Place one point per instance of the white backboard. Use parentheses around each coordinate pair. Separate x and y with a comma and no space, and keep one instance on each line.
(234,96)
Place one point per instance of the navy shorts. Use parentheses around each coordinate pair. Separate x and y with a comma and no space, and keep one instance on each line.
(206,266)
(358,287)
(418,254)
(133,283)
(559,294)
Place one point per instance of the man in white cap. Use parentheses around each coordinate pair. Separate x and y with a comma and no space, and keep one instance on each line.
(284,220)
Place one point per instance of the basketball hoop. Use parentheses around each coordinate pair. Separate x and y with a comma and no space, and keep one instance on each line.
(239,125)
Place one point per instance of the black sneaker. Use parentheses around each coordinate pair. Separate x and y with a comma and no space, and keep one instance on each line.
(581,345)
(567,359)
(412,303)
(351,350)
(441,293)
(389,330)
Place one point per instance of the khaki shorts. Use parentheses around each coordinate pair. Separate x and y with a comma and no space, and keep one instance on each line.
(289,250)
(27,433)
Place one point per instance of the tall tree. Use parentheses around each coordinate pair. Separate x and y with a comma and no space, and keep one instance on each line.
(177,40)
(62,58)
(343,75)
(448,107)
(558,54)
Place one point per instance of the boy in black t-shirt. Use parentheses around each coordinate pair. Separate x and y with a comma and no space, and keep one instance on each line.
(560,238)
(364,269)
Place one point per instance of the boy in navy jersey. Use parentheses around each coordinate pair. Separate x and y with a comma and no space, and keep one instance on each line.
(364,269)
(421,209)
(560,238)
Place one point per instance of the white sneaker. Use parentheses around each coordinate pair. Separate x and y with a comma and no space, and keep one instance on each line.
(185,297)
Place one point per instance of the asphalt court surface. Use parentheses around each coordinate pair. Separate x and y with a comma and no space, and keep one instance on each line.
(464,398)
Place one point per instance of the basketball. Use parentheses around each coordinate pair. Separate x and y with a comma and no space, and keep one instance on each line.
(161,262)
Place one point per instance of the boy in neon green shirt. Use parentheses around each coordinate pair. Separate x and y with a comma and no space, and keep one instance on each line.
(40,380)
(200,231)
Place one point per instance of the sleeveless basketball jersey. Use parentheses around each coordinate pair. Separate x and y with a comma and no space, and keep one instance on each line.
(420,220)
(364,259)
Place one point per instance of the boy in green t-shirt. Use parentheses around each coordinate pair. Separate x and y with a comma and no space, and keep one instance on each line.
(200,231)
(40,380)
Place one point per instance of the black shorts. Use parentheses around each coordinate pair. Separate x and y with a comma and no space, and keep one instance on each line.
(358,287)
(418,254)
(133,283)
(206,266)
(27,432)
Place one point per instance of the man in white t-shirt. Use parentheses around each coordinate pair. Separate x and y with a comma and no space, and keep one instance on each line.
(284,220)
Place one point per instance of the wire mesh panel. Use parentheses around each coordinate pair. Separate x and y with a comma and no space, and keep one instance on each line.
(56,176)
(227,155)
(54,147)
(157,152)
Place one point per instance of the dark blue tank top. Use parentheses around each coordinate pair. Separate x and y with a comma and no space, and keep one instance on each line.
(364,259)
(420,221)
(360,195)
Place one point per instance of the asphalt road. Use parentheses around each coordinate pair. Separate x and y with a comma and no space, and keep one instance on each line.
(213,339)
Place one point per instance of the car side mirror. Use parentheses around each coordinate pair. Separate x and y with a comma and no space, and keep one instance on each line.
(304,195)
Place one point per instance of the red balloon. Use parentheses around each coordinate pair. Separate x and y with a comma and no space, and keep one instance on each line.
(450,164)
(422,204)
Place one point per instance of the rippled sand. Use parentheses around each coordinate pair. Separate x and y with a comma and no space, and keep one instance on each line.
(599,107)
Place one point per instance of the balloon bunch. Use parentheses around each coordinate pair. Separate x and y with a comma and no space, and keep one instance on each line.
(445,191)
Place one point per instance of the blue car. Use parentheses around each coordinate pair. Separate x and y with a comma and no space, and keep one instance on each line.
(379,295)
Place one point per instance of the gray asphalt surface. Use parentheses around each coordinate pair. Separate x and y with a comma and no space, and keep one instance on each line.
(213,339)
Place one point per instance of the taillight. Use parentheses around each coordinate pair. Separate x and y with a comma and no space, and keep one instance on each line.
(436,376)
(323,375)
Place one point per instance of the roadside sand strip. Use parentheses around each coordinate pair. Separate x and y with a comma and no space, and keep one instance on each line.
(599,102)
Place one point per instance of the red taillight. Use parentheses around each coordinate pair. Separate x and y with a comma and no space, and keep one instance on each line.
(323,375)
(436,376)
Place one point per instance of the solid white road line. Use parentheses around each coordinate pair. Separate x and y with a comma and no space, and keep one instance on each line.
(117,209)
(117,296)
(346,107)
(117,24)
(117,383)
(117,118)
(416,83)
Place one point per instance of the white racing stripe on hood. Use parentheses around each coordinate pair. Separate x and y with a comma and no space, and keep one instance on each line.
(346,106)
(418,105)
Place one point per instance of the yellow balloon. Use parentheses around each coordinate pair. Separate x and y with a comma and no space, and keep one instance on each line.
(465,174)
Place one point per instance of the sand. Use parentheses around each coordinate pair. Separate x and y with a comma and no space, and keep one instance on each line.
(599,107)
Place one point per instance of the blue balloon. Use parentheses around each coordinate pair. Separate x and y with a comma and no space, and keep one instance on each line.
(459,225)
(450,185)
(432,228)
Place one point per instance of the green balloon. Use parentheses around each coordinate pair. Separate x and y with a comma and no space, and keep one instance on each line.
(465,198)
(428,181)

- - -

▶ **TO BE DONE**:
Transcribe the whole listing exactly.

▶ **SOLVED PROBLEM**:
Place one point per instance of the white backboard. Use parentheses around each coordinate pair. Separate x and y with a comma and no space, and keep one instance on each line.
(234,96)
Place one point per instance of the navy shorts. Use parentheses around each coordinate pair. Separate x and y with a comma and no space, and keep one instance on each line.
(206,266)
(358,287)
(418,254)
(133,283)
(559,294)
Place one point per instance of the man in white cap. Use parentheses around each coordinate pair. Separate x and y with a comma and no space, and keep one instance on each line.
(284,220)
Place one point per instance of the basketball hoop. Use parentheses around each coordinate pair. Separate x and y with a comma and no space, and keep one instance on each line.
(239,125)
Place one point per instance of the black sneaker. Use parentheses around each coordinate pair. Separate x and y with a comma and no space, and keep one instance on each line.
(581,345)
(567,359)
(412,303)
(351,350)
(441,293)
(389,330)
Place one point per instance of the khaki shorts. Use parentheses around each coordinate pair. Separate x and y with a comma and no space, and keep one instance on each line.
(289,250)
(27,433)
Place one point per instance of the tall tree. Use parentheses around each coordinate pair. Separate x and y with a comma and no space, and keep one instance on each line.
(177,40)
(62,58)
(343,75)
(448,107)
(558,54)
Place one point per instance of the boy in black t-shirt. Use parentheses around each coordinate pair. Separate x and y with a comma and no space, and keep one instance on each line.
(560,238)
(364,269)
Place one point per instance of the boy in navy jersey. Use parentheses around each coordinate pair. Separate x and y with a comma and no space, and keep one instance on each line.
(364,269)
(421,209)
(560,238)
Place one point per instance of the white sneaker. Use parentheses around each coordinate pair. Separate x and y with a comma and no space, and keep one instance on each line.
(185,297)
Place one point per instance of the asphalt court surface. Use parentheses around each coordinate pair. Separate x and y with a comma and no space, and keep one instance on each line.
(464,398)
Place one point per instance of the basketball. Use parentheses around each coordinate pair. Separate x and y with a comma and no space, and keep one instance on each line.
(161,262)
Place one point per instance of the boy in neon green shirt. Use parentheses around each coordinate pair. Separate x and y with a comma and no space, and keep one instance on each line.
(40,380)
(200,231)
Place one point per instance of the sleeveless basketball jersey. Use parentheses around each coordinate pair. Separate x and y with a comma and no space, and keep one instance on each line.
(420,220)
(364,259)
Place one point per instance of the boy in green t-shirt. Use parentheses around each coordinate pair. Separate x and y with a comma and no space, and keep one instance on each line.
(200,231)
(40,380)
Place one point per instance of the black shorts. Use parentheses around each coordinate pair. Separate x and y with a comma and no space, and keep one instance on each line.
(358,287)
(418,254)
(133,283)
(206,266)
(27,432)
Place one point per instance of the man in white t-shirt. Use parentheses around each coordinate pair. Separate x and y with a comma and no space, and keep one instance on each line.
(284,220)
Place one point per instance of the wire mesh panel. Use parentheses around each coordinate pair. Separate x and y with a comma and no space, and keep one instance on each line.
(56,176)
(227,155)
(54,147)
(157,152)
Place one point per instance of the dark blue tank top. Use parentheses around each coordinate pair. Separate x and y with a comma and no space, and keep one instance on each line.
(364,259)
(420,221)
(360,195)
Place one point per instance of the asphalt road. Use parentheses around each coordinate pair. Separate x and y with a comma and no space, and keep one instance on each line.
(213,339)
Place one point per instance of the car side mirror. Use parentheses around each coordinate pair. Separate x and y with a comma and no space, and keep one instance on each line.
(304,195)
Place one point per instance of the red balloon. Use parentheses around each coordinate pair. Separate x and y with a comma and no space, and keep one instance on each line.
(450,164)
(422,204)
Place one point per instance of the rippled sand. Use parentheses around each coordinate pair. Separate x and y with a comma and no space, and keep one instance on each line.
(599,107)
Place one point per instance of the balloon bunch. Use parentheses around each coordinate pair. Separate x and y with a comma and no space, and keep one instance on each line.
(445,191)
Place one point per instance of the blue car. Use parentheses around each coordinate pair. Separate x and y with a comma and no space, and keep one instance on each line.
(379,295)
Place one point per instance of the gray asphalt surface. Use parentheses around each coordinate pair. Separate x and y with a comma and no space, and keep one instance on each line.
(213,339)
Place one point per instance of the taillight. Use parentheses around each coordinate pair. Separate x and y with a comma and no space, and keep one instance on each line.
(436,376)
(323,375)
Place one point per instance of the roadside sand strip. Use parentheses around each coordinate pair. Separate x and y with a comma and no space, and keep one instance on each line.
(599,102)
Place one point per instance of the red taillight. Use parentheses around each coordinate pair. Separate x and y with a comma and no space, and keep one instance on each line.
(323,375)
(436,376)
Place one point per instance of the solid white road line. Use parentheses around each coordinate pair. Separate x and y with a comma and no space, and keep one instance on each line.
(117,209)
(117,296)
(346,107)
(117,24)
(117,383)
(117,118)
(416,83)
Place one point per instance of the white racing stripe on hood. Use parentheses around each coordinate pair. Separate x and y with a comma and no space, and keep one instance on each line.
(346,106)
(418,105)
Place one point per instance of the yellow balloon. Use parentheses around each coordinate pair. Separate x and y with a comma and no space, and keep one instance on each line.
(465,174)
Place one point per instance of the sand. Use parentheses around each coordinate pair. Separate x and y with a comma and no space, and keep one instance on each line.
(599,107)
Place one point per instance of the blue balloon. Use parentheses around each coordinate pair. Separate x and y with a comma and no space, and keep one instance on each line.
(459,225)
(450,185)
(432,228)
Place one point per instance of the green balloon. Use parentheses around each coordinate pair. Separate x and y with a comma and no space, and keep one instance on each line.
(465,198)
(428,181)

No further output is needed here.